Source records section start

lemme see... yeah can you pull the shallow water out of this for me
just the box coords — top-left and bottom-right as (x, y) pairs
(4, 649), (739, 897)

Source records section end
Source records section start

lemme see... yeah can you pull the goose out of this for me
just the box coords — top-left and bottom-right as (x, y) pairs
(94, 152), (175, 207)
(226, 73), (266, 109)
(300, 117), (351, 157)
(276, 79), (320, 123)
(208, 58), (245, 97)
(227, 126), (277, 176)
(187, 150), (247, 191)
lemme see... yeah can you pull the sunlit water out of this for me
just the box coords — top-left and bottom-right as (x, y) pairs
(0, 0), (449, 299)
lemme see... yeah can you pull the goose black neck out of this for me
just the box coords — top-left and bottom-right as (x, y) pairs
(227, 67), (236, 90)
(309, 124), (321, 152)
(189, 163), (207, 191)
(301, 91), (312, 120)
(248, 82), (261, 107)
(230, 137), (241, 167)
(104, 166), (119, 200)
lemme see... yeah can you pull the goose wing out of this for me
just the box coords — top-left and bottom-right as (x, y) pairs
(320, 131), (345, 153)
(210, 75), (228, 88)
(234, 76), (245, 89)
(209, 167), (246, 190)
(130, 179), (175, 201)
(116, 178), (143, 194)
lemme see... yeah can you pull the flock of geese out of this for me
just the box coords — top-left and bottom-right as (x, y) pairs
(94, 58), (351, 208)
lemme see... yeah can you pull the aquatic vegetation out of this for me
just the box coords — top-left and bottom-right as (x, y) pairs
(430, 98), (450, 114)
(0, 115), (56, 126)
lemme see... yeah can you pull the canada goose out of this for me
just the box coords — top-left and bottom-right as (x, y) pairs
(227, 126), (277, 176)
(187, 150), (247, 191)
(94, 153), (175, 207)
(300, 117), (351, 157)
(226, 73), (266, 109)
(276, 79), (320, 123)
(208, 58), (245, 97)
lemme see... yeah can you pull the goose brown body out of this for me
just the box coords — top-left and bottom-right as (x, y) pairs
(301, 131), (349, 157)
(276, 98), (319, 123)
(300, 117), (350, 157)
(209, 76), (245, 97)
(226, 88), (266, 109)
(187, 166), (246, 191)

Source records section end

■ What you are asked to do: Please make an exact copy of the lines above from the line with "lemme see... yeah can you pull the goose wing" through the line with "lemme see... yeah can you pull the canada", both ends included.

■ Task answer:
lemme see... yeah can you pull the goose wing out of this for me
just the box coords — top-left and bottom-right as (x, y) pairs
(320, 131), (345, 153)
(210, 75), (228, 88)
(234, 76), (245, 89)
(209, 167), (246, 190)
(130, 179), (175, 201)
(116, 178), (143, 194)
lemme see... yeah can you pull the flock of geese out of this for me
just the box coords — top-left and bottom-right as (x, y) pairs
(94, 58), (351, 208)
lemme see... yeah can you pull the aquatic vegetation out of this for me
just the box coords — top-left and bottom-right as (x, y) pairs
(430, 98), (450, 114)
(0, 115), (56, 126)
lemme see... yeah can you pull the canada goose out of this for me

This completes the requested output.